Source data
★ ★ ★ ★ ★

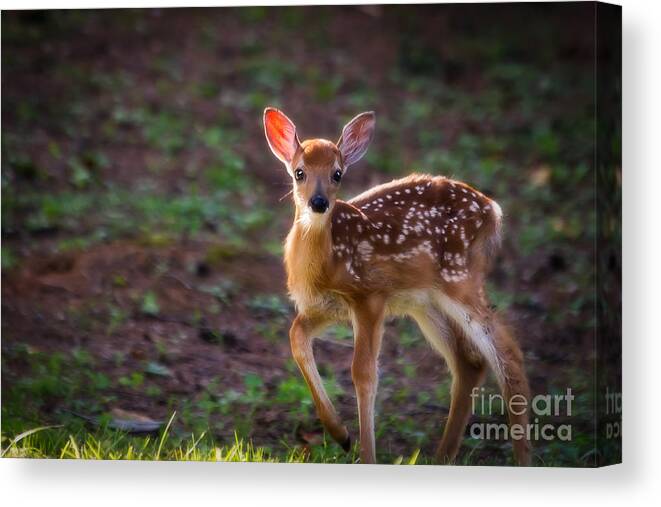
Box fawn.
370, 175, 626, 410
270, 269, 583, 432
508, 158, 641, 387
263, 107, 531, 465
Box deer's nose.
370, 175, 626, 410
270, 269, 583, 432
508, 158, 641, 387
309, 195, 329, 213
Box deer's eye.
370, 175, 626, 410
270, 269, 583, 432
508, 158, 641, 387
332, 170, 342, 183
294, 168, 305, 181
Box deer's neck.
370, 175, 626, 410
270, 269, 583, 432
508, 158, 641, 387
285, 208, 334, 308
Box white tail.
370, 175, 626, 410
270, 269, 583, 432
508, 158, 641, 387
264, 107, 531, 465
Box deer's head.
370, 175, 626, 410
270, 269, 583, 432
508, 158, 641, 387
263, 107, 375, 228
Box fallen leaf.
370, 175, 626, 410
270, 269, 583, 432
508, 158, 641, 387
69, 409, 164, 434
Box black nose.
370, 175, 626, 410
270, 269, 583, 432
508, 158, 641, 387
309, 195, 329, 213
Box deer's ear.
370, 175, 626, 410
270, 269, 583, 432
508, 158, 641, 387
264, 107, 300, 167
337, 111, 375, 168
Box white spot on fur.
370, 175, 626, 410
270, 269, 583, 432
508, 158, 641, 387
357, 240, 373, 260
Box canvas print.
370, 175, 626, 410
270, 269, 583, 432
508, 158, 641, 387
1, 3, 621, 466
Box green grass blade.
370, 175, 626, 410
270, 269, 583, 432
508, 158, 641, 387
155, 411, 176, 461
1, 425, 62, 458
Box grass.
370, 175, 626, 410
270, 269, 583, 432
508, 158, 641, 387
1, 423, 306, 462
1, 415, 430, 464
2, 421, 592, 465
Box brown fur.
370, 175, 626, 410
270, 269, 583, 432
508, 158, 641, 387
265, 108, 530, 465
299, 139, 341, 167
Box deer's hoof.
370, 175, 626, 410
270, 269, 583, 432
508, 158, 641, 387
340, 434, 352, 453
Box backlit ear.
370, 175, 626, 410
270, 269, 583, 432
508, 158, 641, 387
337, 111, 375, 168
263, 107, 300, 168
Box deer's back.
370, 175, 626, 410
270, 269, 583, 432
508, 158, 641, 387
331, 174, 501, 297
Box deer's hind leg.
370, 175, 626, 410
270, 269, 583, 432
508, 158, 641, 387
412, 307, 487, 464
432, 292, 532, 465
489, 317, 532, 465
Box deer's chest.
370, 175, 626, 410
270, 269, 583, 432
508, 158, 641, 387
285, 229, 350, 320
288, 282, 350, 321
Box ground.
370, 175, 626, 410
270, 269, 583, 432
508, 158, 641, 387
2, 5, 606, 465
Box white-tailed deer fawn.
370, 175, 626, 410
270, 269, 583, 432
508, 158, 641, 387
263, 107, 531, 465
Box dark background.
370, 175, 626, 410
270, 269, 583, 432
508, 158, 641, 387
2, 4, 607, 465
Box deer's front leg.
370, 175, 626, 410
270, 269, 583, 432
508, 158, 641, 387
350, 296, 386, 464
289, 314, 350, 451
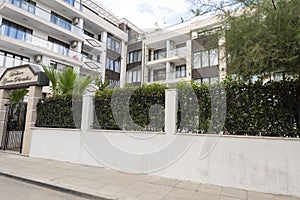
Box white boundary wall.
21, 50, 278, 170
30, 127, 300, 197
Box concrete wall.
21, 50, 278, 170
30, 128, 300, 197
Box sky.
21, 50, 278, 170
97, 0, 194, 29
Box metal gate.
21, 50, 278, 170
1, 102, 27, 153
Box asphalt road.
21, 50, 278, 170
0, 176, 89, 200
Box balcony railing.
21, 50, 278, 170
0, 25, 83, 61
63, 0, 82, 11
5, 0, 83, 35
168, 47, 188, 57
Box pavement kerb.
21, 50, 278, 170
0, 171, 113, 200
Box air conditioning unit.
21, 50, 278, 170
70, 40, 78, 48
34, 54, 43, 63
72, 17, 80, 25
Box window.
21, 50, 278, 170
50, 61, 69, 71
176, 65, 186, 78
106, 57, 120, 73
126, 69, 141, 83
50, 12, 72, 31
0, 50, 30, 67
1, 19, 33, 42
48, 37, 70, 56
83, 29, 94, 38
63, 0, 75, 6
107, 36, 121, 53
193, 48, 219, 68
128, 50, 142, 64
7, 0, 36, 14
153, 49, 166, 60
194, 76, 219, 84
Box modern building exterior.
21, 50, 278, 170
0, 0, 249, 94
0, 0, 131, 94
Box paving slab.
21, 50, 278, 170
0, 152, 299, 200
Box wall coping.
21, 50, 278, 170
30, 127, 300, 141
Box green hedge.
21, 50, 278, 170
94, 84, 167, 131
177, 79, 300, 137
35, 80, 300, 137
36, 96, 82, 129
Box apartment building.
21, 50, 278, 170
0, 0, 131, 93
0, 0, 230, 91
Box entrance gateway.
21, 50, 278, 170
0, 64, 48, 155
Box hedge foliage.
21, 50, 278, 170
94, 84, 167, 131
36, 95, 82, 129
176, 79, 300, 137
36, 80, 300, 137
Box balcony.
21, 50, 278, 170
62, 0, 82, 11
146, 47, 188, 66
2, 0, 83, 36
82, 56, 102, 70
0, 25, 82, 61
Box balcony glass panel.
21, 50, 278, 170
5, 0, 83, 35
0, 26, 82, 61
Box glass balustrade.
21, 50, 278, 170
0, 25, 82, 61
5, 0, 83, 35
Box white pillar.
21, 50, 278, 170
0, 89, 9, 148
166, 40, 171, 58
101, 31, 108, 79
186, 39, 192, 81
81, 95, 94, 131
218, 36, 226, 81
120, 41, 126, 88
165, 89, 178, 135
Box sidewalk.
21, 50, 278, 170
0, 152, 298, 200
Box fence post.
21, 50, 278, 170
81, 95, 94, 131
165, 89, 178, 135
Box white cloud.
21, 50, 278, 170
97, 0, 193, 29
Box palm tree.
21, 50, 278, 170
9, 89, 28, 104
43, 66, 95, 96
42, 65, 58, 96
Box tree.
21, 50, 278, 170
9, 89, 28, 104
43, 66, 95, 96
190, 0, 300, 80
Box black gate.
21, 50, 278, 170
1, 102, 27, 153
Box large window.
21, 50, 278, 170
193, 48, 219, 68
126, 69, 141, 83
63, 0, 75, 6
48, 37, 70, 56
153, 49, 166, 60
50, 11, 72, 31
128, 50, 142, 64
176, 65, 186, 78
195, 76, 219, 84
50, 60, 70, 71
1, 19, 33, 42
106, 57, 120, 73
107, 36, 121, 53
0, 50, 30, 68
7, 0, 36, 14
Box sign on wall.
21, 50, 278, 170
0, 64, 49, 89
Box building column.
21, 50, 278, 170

★ ★ ★ ★ ★

Exercise details -
Go through the records above. Copy each line in which the string "glass" appears.

Your response -
Box balcony glass panel.
Box glass balustrade.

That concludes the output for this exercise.